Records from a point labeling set
--------------------

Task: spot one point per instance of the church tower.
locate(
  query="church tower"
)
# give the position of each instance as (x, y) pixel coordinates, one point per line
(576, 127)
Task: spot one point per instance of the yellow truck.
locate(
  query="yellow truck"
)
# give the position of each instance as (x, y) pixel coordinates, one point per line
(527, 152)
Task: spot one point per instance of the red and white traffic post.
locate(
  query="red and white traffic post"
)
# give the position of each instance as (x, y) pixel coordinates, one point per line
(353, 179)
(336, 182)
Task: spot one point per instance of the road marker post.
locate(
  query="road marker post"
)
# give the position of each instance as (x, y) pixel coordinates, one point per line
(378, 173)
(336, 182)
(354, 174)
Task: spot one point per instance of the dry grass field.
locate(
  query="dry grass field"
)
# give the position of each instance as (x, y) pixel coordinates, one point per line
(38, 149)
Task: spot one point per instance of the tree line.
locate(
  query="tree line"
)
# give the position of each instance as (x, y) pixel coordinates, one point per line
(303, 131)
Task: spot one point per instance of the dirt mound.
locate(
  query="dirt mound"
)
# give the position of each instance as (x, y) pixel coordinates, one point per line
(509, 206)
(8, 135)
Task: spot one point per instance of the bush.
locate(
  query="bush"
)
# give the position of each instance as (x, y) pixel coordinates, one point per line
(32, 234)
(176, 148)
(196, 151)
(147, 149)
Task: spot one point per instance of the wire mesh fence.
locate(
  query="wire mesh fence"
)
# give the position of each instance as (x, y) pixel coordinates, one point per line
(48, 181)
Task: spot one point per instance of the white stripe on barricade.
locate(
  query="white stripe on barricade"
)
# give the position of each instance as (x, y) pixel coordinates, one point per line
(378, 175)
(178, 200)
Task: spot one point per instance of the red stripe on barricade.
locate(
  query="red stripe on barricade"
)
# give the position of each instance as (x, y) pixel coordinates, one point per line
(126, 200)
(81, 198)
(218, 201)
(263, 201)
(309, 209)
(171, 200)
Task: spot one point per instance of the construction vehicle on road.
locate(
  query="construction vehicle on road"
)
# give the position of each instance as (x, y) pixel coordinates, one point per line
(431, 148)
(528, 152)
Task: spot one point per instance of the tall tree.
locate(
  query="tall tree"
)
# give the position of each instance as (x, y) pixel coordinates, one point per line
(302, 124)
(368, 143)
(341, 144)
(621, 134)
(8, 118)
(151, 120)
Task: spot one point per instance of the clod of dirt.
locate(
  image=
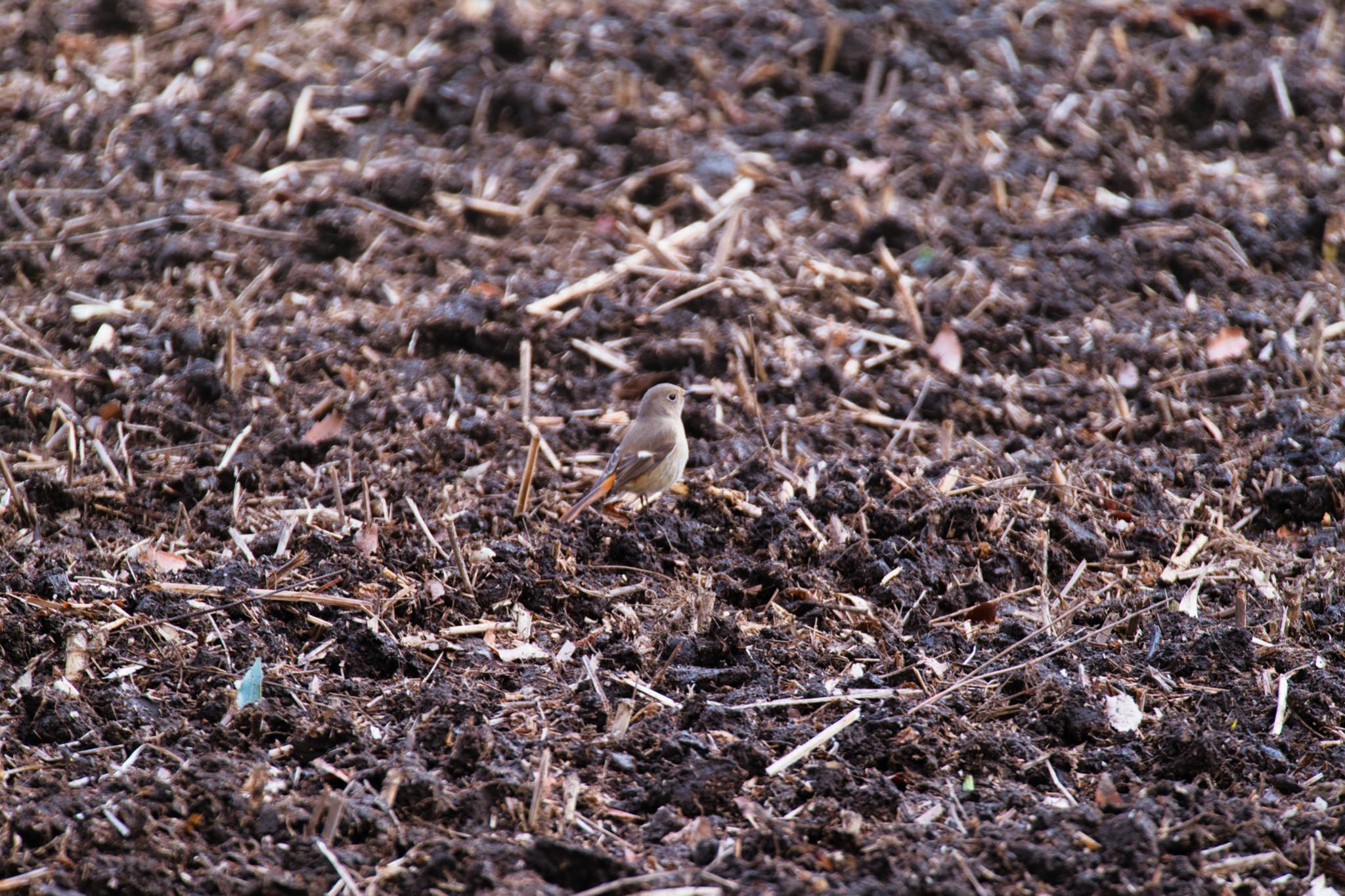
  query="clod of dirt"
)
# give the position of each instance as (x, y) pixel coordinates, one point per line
(573, 867)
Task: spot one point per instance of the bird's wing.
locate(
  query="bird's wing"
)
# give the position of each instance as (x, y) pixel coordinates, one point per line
(635, 461)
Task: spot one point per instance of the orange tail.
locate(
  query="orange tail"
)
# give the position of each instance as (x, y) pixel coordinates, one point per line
(596, 494)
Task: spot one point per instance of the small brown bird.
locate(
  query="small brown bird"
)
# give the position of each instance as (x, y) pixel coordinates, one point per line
(653, 454)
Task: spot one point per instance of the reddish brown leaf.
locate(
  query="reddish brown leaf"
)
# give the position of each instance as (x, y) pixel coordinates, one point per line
(366, 540)
(1106, 794)
(1227, 345)
(328, 427)
(985, 612)
(163, 561)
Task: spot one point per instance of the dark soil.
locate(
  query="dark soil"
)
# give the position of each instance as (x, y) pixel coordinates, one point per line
(1015, 360)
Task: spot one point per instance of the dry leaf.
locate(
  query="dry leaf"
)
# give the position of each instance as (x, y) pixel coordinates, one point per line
(1128, 377)
(1225, 345)
(366, 540)
(692, 833)
(1124, 712)
(522, 652)
(946, 350)
(77, 654)
(326, 429)
(163, 561)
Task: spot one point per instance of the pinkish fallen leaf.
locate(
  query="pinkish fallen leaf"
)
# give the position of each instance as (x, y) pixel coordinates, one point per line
(946, 350)
(1225, 345)
(866, 171)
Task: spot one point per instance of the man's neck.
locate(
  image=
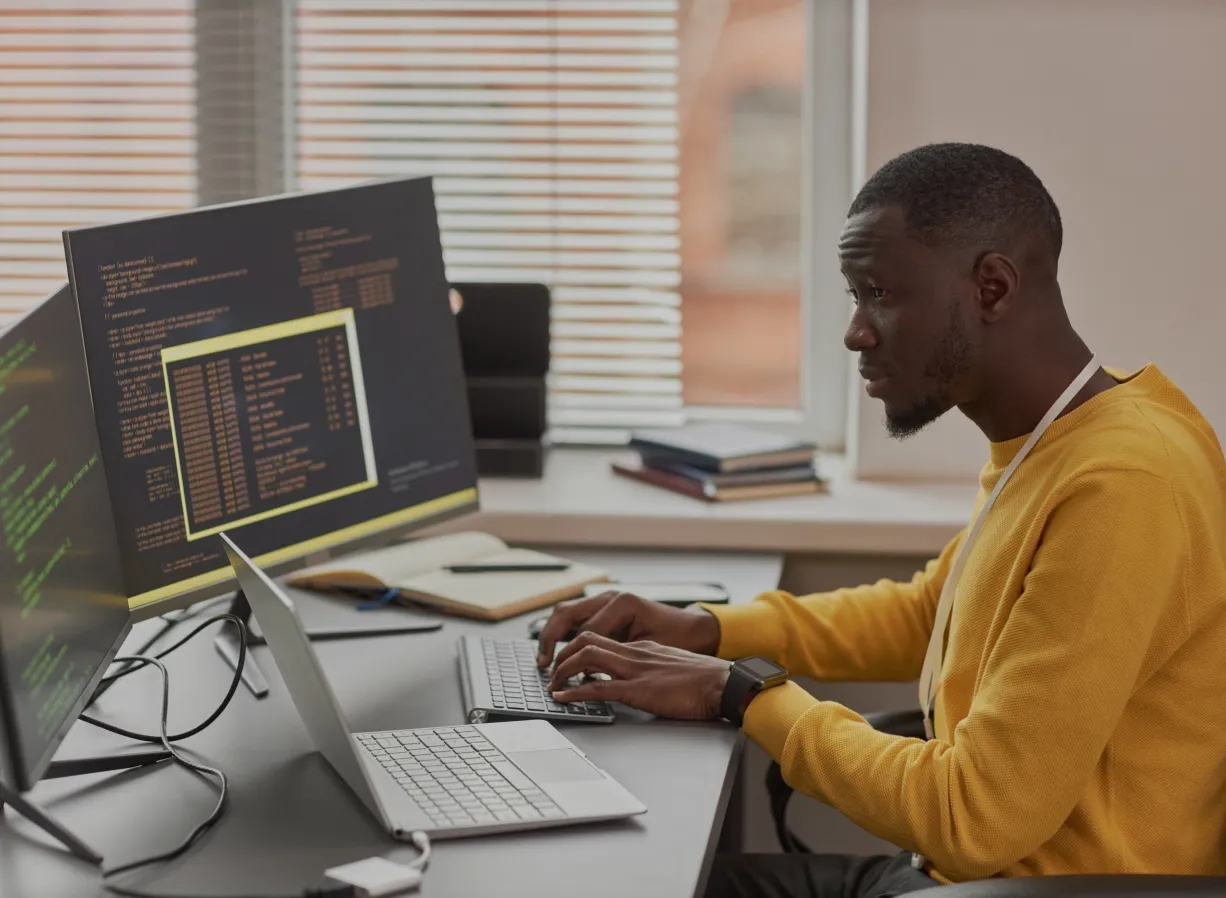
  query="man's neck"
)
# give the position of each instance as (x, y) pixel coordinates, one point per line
(1019, 396)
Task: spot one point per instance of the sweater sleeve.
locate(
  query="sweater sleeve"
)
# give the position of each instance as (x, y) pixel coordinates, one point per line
(878, 632)
(1021, 758)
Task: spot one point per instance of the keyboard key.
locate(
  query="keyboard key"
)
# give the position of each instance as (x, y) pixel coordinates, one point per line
(514, 775)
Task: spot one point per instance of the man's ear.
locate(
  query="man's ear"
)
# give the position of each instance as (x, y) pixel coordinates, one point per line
(997, 280)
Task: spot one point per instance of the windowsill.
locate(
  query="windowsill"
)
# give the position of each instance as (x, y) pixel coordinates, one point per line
(580, 502)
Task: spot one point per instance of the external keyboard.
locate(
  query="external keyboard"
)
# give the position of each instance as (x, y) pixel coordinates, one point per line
(514, 686)
(459, 778)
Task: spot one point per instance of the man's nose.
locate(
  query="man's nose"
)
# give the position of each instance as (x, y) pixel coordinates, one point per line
(860, 335)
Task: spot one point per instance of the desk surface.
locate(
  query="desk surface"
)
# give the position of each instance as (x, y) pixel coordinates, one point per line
(580, 502)
(291, 817)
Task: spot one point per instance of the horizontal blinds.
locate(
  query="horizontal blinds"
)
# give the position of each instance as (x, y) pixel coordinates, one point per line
(551, 130)
(97, 124)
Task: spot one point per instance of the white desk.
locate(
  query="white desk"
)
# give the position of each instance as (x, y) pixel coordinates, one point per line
(291, 816)
(580, 502)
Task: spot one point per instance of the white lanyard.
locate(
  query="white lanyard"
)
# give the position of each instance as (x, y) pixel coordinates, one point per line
(936, 655)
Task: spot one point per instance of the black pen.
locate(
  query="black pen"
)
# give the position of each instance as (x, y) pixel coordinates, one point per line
(504, 568)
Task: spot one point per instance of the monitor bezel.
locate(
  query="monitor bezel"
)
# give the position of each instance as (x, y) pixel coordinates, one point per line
(396, 533)
(15, 768)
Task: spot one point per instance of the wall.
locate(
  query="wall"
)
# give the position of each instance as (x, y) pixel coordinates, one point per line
(1117, 106)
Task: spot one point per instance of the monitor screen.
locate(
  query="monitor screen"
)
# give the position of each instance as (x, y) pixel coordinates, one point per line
(286, 369)
(63, 607)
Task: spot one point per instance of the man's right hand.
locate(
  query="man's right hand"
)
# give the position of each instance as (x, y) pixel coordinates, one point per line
(627, 617)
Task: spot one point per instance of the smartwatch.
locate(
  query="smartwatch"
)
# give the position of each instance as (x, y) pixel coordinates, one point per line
(747, 677)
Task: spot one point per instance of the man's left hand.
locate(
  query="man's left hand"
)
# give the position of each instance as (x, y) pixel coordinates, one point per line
(656, 679)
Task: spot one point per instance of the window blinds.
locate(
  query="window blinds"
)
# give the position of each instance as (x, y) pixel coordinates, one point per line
(551, 130)
(96, 125)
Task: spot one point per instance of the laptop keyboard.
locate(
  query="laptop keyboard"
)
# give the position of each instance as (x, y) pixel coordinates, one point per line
(459, 778)
(516, 683)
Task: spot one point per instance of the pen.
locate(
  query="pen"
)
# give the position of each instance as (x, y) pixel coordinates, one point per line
(504, 568)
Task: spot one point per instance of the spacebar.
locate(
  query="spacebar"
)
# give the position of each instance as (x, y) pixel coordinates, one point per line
(514, 775)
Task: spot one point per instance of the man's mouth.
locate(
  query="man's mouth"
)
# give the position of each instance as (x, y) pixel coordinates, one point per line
(875, 378)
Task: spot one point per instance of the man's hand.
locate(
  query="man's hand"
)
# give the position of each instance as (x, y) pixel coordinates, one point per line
(656, 679)
(627, 618)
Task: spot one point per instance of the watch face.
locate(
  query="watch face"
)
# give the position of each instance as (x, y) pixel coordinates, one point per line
(760, 667)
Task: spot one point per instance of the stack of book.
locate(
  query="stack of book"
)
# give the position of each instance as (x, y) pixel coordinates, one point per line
(721, 463)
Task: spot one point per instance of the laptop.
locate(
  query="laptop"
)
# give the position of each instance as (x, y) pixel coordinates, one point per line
(499, 679)
(444, 780)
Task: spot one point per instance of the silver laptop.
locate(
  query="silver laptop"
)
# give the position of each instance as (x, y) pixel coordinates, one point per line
(444, 780)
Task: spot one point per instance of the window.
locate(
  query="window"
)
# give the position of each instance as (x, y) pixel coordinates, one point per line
(658, 163)
(551, 128)
(741, 93)
(97, 124)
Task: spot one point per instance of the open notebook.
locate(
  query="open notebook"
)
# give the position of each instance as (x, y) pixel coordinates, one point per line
(417, 571)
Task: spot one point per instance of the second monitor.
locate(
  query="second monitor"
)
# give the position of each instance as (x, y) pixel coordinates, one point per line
(285, 368)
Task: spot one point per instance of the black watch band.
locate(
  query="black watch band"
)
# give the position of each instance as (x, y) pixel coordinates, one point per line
(747, 677)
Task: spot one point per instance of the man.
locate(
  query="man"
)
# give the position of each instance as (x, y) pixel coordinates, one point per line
(1079, 721)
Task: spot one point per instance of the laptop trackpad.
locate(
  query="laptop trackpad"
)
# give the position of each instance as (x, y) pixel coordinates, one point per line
(555, 766)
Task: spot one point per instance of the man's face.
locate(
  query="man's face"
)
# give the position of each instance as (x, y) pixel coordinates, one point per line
(909, 324)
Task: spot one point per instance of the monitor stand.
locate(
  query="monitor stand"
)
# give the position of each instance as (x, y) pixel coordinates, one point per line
(228, 647)
(75, 767)
(227, 644)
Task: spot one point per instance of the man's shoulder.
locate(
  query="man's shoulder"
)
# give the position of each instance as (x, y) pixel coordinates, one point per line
(1150, 428)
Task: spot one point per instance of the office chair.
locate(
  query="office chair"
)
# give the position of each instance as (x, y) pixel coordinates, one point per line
(910, 723)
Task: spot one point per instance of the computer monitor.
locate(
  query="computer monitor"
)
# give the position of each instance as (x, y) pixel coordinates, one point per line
(287, 369)
(63, 607)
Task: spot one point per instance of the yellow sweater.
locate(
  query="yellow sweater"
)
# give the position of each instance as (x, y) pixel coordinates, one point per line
(1081, 718)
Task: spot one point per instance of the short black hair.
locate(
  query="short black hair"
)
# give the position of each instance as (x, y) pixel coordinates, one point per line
(964, 194)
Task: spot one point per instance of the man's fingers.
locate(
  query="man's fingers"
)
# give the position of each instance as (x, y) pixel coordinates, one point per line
(595, 655)
(609, 620)
(564, 617)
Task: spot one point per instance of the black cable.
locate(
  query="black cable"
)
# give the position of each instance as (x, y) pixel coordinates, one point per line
(211, 718)
(168, 623)
(201, 769)
(331, 888)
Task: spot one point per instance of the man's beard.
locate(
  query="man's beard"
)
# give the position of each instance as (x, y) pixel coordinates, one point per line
(953, 357)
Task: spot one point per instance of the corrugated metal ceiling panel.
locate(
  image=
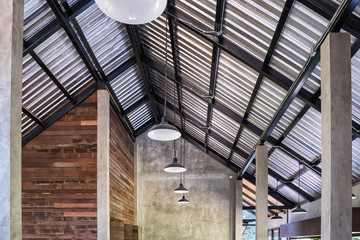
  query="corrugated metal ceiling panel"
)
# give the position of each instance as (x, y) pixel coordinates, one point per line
(235, 83)
(195, 59)
(203, 11)
(108, 39)
(37, 14)
(283, 164)
(224, 125)
(64, 62)
(266, 103)
(39, 94)
(219, 147)
(128, 86)
(305, 138)
(153, 40)
(251, 24)
(302, 30)
(140, 116)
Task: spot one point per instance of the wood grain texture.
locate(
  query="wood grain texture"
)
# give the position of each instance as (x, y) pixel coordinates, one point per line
(59, 178)
(121, 172)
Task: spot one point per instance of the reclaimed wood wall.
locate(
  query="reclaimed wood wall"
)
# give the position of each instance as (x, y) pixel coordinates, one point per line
(59, 178)
(121, 172)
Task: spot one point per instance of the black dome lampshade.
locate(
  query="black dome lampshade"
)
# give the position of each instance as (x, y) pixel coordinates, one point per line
(183, 200)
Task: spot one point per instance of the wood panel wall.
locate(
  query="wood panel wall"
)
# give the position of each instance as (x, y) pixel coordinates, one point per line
(59, 178)
(121, 172)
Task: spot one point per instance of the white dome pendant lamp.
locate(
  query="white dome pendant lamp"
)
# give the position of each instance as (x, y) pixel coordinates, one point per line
(165, 131)
(132, 11)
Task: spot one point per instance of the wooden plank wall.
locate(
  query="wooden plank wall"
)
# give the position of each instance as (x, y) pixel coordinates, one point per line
(121, 172)
(59, 178)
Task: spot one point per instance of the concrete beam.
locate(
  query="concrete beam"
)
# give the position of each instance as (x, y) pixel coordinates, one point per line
(11, 35)
(103, 166)
(336, 106)
(261, 192)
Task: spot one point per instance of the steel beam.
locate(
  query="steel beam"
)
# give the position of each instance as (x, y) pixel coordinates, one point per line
(311, 63)
(175, 56)
(219, 21)
(279, 28)
(135, 43)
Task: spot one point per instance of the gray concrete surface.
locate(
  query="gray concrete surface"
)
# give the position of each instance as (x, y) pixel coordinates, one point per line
(239, 205)
(336, 212)
(159, 216)
(103, 165)
(261, 192)
(11, 38)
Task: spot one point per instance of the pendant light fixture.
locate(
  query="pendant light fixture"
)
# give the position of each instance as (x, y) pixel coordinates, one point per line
(164, 131)
(299, 209)
(276, 216)
(175, 166)
(132, 11)
(183, 200)
(182, 189)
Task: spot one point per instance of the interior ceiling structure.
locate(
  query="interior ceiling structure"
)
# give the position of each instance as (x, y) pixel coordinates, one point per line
(246, 72)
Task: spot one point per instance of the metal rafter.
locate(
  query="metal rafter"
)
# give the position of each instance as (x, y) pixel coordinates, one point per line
(91, 58)
(335, 25)
(219, 21)
(137, 49)
(238, 150)
(176, 61)
(279, 28)
(53, 118)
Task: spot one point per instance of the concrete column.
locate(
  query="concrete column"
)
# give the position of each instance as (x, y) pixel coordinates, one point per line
(11, 38)
(103, 166)
(238, 219)
(336, 220)
(261, 192)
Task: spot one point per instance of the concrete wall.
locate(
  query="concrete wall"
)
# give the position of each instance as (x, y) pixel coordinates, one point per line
(313, 210)
(159, 216)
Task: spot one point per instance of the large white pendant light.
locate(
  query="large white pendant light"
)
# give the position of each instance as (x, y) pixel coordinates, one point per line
(165, 131)
(132, 11)
(299, 209)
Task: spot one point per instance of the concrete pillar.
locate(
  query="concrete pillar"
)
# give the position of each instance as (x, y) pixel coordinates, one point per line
(336, 215)
(103, 166)
(261, 192)
(238, 219)
(11, 38)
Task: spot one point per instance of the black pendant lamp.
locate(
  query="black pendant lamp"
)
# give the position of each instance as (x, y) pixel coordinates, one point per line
(299, 209)
(183, 200)
(276, 216)
(164, 131)
(175, 166)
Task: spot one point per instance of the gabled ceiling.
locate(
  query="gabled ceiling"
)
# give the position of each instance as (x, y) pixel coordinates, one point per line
(241, 72)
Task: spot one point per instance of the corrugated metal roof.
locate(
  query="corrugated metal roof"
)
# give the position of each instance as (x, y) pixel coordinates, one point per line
(108, 39)
(40, 95)
(235, 83)
(128, 86)
(195, 59)
(266, 103)
(251, 24)
(37, 14)
(248, 25)
(62, 59)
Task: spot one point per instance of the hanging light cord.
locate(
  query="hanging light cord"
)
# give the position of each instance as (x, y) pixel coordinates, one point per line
(166, 63)
(299, 183)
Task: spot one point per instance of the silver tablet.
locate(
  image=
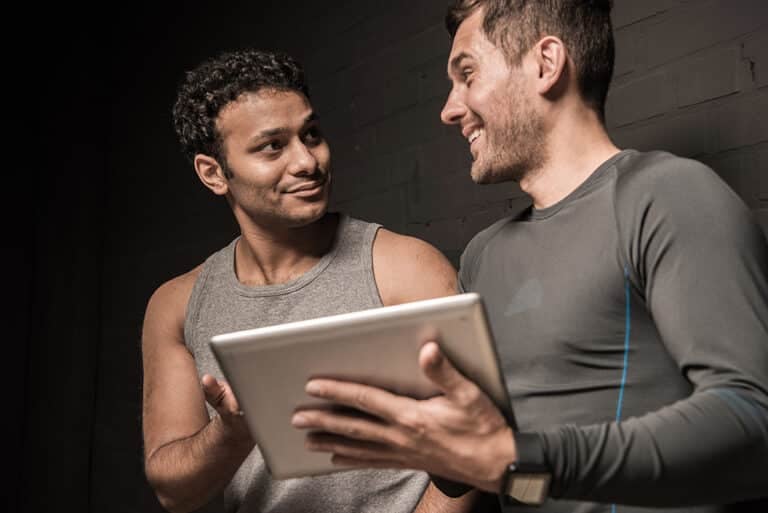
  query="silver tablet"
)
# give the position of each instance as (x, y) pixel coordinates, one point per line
(268, 367)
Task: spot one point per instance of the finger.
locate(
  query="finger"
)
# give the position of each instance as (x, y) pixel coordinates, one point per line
(350, 427)
(375, 401)
(442, 373)
(220, 396)
(213, 390)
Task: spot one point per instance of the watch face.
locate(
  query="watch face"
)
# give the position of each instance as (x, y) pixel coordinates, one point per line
(527, 488)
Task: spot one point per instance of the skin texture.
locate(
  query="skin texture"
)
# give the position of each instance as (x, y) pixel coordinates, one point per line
(277, 184)
(482, 81)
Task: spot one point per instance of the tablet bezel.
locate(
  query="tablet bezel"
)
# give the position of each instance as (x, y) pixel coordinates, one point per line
(267, 367)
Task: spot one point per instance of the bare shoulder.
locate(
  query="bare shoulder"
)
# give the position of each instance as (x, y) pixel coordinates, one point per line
(410, 269)
(167, 306)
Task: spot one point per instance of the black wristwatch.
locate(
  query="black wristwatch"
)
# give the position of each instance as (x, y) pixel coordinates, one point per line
(527, 480)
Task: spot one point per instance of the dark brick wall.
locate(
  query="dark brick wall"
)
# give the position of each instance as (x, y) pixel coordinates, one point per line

--------------------

- **Given problem**
Extract only the lines from the line containing "Task: spot one point per instance of the gabled" through the final line of the listing above, unchanged; pictures stay out of the copy.

- **Exercise result**
Task: spot one point per instance of the gabled ceiling.
locate(
  query="gabled ceiling"
)
# give the position of each instance as (x, y) pixel coordinates, one point per line
(241, 72)
Task: spot one point per instance of the corrugated metal roof.
locate(
  query="corrugated metal roof"
)
# give the position of each instance as (x, y) pixel coordinates, one point per line
(108, 39)
(40, 95)
(235, 83)
(128, 86)
(195, 59)
(266, 103)
(251, 24)
(37, 14)
(248, 25)
(62, 59)
Task: spot one point per instance of the hanging light cord.
locate(
  query="hanging light cord"
)
# give the position of each instance as (x, y) pixel coordinates, one point per line
(166, 63)
(299, 183)
Task: spot one point per instance of the silver tablet.
locate(
  image=
  query="silver tablet"
)
# give the position of each instance as (x, y) pixel coordinates, one point per line
(268, 367)
Task: spot one point per instance of the finger.
locate(
  query="finger"
)
# give the position of each instance as (x, y) pixel coordinates, one point per line
(350, 427)
(375, 401)
(442, 373)
(220, 396)
(213, 390)
Task: spot one point per instance of the watch face.
locate(
  query="watch face"
)
# give the position of each instance as (x, y) pixel coordinates, one point per line
(527, 488)
Task: spot one point per instance of the skin texture.
locate(
  query="skin texture"
)
# give the position of each instance as (x, y) pixel coordinates, one point per line
(277, 184)
(482, 81)
Task: spot one point per instance of the tablet bezel.
locate(
  query="tablet bezel"
)
# give the position of each instance as (x, y) pixel coordinates, one point per line
(267, 367)
Task: spot one point per instance of the bare shoulder.
locate(
  query="bare shoulder"
)
# give the position of each instance as (x, y) pixel coordinates, one point per line
(410, 269)
(167, 306)
Task: spot one point per instance of the black wristwatch.
locate(
  query="black wristwatch"
)
# give the position of each instance as (x, y) pixel coordinates, one point per line
(527, 480)
Task: spot one point per instance of the dark brick wall.
locate(
  query="dark brick wall"
)
# give the position of each instance as (x, y) pixel coordinates, one point per line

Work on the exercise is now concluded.